_Problem description_: Which lines in the data below contain the string "negative"? Pull out each of them and copy it in full.

'''

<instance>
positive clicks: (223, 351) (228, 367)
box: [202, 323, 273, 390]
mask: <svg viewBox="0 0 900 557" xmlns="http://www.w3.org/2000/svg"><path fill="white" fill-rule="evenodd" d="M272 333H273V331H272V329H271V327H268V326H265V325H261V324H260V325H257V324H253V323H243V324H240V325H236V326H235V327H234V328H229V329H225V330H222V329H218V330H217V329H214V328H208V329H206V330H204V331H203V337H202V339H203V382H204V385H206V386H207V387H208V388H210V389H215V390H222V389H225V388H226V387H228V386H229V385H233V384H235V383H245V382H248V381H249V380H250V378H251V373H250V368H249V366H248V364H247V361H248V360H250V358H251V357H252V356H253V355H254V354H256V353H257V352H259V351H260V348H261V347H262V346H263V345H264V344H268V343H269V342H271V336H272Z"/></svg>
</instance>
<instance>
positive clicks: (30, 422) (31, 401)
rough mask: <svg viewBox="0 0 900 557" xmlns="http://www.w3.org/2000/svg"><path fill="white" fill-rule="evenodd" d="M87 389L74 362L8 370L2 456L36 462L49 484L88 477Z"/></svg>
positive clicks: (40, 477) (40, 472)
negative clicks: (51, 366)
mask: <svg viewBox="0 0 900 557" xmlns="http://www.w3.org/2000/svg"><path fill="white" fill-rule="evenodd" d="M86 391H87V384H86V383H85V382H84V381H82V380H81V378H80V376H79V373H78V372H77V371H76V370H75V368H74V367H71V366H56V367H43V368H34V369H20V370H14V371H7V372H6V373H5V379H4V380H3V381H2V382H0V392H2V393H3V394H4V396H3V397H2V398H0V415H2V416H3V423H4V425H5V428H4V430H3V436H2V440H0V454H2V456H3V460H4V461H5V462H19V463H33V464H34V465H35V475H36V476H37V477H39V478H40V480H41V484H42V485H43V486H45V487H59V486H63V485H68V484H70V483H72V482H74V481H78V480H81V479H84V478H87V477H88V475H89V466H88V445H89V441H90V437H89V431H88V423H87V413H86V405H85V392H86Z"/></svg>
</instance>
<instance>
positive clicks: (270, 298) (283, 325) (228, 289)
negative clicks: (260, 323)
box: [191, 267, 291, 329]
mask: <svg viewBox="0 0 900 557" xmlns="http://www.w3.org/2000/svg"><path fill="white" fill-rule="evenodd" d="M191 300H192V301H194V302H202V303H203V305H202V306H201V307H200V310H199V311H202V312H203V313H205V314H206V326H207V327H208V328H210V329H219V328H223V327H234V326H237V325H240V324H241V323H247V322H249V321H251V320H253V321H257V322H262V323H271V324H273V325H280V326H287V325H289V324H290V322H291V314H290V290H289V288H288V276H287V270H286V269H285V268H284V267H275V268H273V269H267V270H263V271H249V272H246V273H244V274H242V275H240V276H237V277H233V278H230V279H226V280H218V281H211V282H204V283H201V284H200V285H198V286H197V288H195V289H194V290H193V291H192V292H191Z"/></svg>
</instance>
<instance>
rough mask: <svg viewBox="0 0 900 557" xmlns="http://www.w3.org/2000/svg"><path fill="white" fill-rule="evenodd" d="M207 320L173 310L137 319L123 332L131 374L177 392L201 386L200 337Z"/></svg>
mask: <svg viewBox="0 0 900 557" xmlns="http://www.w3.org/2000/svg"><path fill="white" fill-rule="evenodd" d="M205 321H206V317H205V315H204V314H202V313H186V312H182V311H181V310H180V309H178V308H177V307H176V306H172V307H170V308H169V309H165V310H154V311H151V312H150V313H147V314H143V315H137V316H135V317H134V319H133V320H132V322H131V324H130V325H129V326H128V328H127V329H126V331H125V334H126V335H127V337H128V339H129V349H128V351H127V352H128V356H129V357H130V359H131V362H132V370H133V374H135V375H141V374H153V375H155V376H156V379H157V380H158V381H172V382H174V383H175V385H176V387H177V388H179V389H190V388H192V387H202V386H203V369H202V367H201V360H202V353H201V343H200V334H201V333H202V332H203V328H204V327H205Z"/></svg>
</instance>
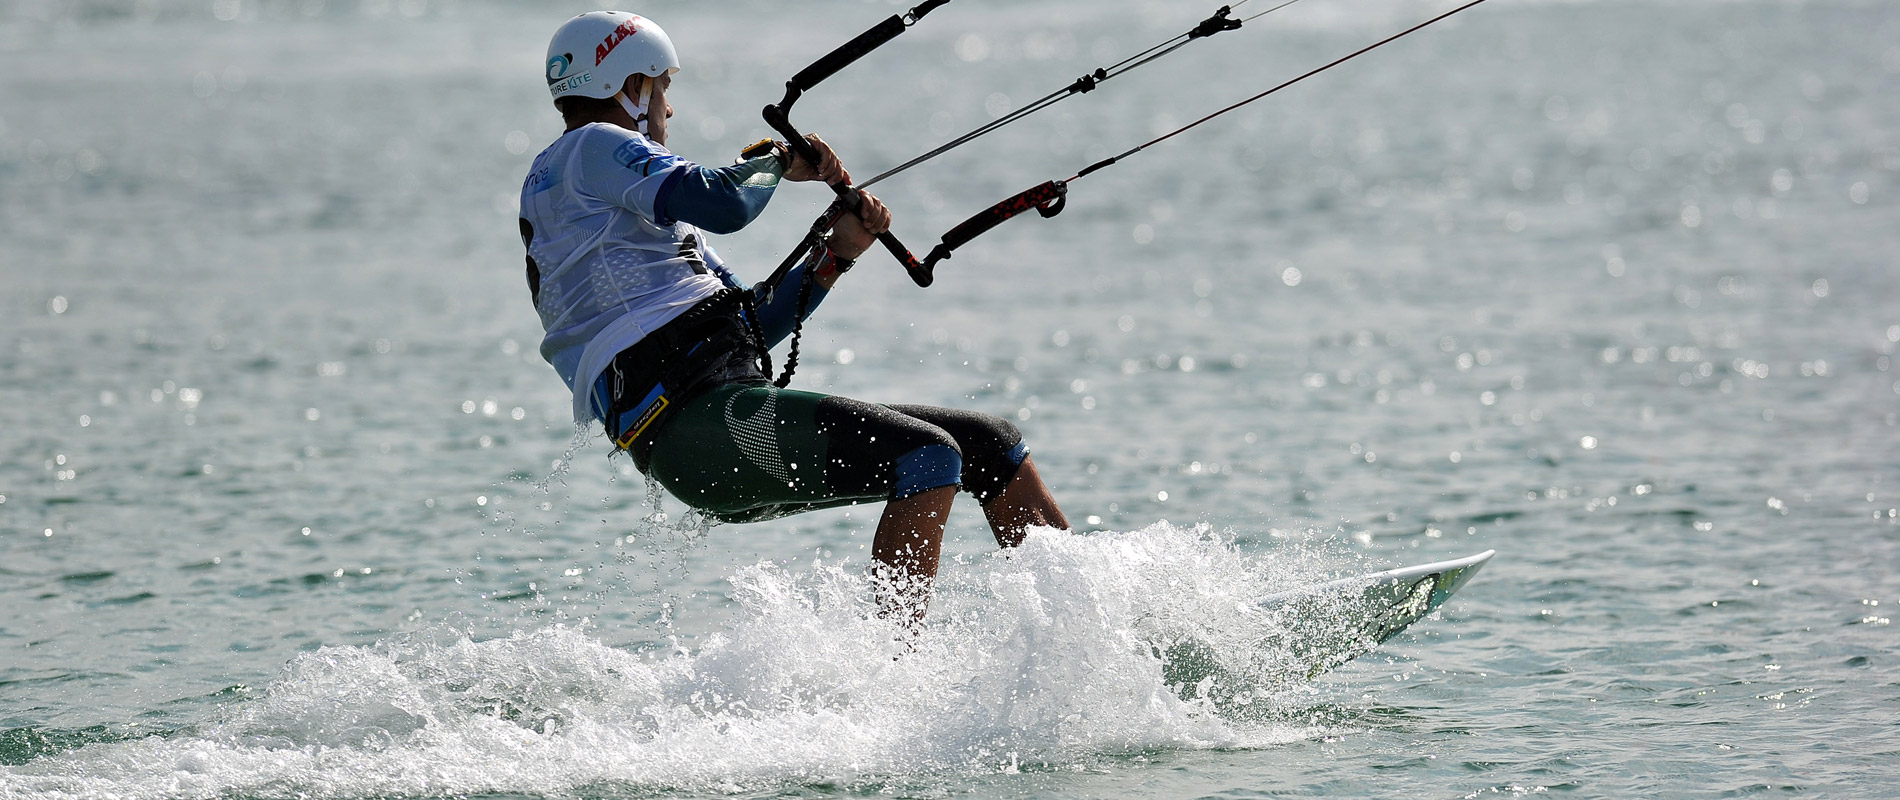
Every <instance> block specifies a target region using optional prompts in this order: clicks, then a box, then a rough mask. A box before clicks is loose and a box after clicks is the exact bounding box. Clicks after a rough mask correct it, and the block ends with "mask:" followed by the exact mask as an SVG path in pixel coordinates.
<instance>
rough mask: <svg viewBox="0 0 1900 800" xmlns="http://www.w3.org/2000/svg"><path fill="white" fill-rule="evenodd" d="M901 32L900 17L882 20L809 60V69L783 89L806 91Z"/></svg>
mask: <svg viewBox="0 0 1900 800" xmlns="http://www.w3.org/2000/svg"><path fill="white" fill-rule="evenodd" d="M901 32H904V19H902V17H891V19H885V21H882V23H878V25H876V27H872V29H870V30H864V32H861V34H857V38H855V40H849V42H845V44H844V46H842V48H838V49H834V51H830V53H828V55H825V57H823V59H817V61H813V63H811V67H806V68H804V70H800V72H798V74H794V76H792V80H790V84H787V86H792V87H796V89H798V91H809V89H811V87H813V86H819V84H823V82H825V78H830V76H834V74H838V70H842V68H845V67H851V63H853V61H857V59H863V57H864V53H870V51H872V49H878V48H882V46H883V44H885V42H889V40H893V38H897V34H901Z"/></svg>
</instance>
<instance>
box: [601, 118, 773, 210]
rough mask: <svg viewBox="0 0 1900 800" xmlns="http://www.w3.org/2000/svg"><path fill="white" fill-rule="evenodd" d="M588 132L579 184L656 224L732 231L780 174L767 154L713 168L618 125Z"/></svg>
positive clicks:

'''

_Response to this task_:
negative clicks: (51, 366)
negative clicks: (260, 323)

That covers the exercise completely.